(CONSIGNE DONNÉE): Comptez les lignes ci-dessous qui contiennent la chaîne « hair ». Donnez seulement ce nombre.

(LIGNES FOURNIES):
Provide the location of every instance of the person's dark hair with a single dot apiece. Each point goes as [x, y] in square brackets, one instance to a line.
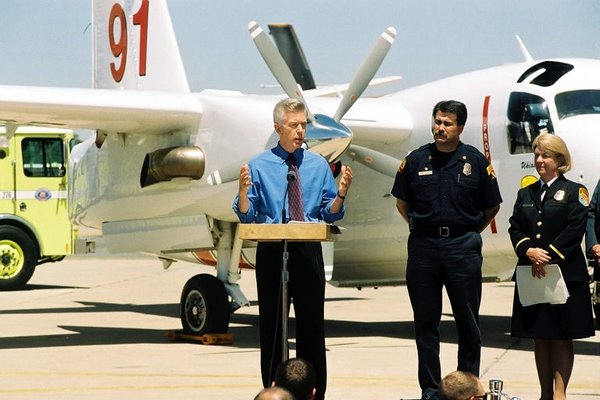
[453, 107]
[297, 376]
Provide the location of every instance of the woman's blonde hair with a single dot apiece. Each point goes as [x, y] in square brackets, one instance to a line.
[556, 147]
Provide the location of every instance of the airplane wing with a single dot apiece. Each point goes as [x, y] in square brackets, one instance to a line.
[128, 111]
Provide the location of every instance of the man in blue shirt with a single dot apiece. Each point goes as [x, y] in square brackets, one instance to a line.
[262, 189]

==

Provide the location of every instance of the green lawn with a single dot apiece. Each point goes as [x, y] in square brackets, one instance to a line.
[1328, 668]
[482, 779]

--

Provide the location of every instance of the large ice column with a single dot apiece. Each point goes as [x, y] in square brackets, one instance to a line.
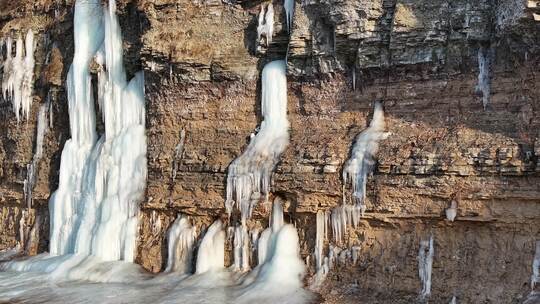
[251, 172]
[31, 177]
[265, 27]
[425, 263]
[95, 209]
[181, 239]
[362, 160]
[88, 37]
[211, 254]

(RÉPONSE COMPLÈTE): 2